=== What to do ===
Reproduce all of the items below, substituting "red" for every occurrence of "pink" and changing nothing else.

=== Data for the task ===

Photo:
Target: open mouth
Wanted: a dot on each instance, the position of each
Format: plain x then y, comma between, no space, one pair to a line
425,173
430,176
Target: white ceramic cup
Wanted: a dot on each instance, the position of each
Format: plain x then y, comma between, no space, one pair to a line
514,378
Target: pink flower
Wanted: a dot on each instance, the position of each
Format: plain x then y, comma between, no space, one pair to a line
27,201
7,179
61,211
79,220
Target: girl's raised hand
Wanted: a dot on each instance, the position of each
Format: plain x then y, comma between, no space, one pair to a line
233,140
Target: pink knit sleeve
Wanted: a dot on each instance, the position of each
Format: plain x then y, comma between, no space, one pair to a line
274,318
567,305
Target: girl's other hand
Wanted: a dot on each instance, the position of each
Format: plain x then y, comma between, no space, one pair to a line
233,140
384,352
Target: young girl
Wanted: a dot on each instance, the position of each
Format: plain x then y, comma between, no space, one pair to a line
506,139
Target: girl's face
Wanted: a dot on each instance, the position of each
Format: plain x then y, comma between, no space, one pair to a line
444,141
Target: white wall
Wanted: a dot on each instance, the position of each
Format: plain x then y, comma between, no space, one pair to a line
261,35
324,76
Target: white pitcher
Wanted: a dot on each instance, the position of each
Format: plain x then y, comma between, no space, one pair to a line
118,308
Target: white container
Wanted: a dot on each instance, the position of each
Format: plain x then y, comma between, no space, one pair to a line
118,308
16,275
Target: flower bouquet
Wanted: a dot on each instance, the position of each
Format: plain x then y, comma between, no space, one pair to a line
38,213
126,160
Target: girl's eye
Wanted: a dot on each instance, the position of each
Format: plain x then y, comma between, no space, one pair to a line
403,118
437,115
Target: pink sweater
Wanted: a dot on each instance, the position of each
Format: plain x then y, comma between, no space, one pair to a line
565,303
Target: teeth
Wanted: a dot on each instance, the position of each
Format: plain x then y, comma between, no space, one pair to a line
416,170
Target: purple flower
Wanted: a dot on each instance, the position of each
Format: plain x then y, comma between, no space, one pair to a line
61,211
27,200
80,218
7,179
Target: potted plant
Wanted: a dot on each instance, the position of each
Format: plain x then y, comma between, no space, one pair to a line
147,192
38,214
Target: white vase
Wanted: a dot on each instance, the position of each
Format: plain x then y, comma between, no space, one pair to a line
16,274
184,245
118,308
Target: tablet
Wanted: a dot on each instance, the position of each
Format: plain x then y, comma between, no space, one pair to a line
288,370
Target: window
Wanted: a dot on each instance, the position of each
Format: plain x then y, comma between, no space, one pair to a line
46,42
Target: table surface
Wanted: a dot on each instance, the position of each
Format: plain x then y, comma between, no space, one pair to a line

=== Result of the task ===
Photo:
Target: open mouth
Wanted: a dot on each instance, the position of each
Format: plain x then y, comma between, no space, one pair to a line
425,173
430,176
Target: white ceramic cup
Wanted: a dot on each instance, the position of each
Format: plain x then y, comma between, no space, one pair to a line
514,378
Target: red flower
Wanted: a dot on each instance, the position of each
Format: plain x then y, comma between, no space, one pair to a line
27,201
7,179
61,211
79,220
Target: girl's raised hand
Wanted: a dot on each instance, the position of each
Format: plain x then y, comma between, no space, one pair to a line
233,140
Target: red knit sleeve
Wanted: a dot on each instance, the position of each
Format: plain x then y, comma between, no space, one pair to a line
274,318
567,305
Target: girl's other hand
Wanted: a dot on each instance, the position of each
Format: plain x then y, comma between, no space, one pair to a line
233,140
384,352
Target: young girl
Wanted: a dot on each instance, the position of each
Format: plain x then y, comma between, no space, one pair to a line
506,139
Target: girl's face
Wanted: a dot on each instance, the position of each
Format: plain x then y, comma between, no space, one pair to a line
444,141
Target: white wall
Wanted: a dot on each instance, the position of each
Format: plain x then y, comma between, no space, one pair to a line
261,35
324,76
Target: white pitcher
Wanted: a dot on each instance, the position of each
Format: plain x then y, comma between, no space, one pair to a line
118,308
Target: white container
Wanted: a dot on each instance, the position of each
Format: plain x then y, comma between, no space, one pair to a line
118,308
16,275
Target: flower bouquet
Wanted: a dot on each instance, the position of each
Format: plain x then y, comma between, no space, one pair to a line
38,213
126,160
Target: girl's eye
Wanted: a dot on each instance, the position of each
Format: plain x then y, comma between, no space, one pair to a line
403,118
437,115
Target: red sweater
Wanted: a dot on each instance, the position of each
Format: plain x then y, comma between, no space, one pair to a line
565,303
Target: teeth
Wanted: a dot on each instance, the position of each
Format: plain x then y, comma between, no space, one pair to a line
416,170
Target: purple flower
Wanted: a dot on each instance, the position of each
Format: plain x then y, comma between, no space, one pair to a line
61,211
27,200
80,218
7,179
Target: potted plant
Wanted: a dot on each instance, the position of each
Format: plain x then y, comma between, no space, one pair to a line
147,192
38,214
Target: white vase
Wanted: a dot on each instance, the position of each
Format: plain x then y, comma between, no space, one pair to a line
16,274
184,245
118,308
Target: tablet
Wanted: a dot on each instance, the position of each
Format: plain x then y, comma between, no space, one pair to a line
288,370
Target: window
Wanted: a dot on each instance, the position of each
Format: plain x then y, comma between, no space, one pair to a line
46,42
Target: table surface
Wanted: a dot on each instance, the position of each
Format: plain x then y, comma between, no space, one pair to a line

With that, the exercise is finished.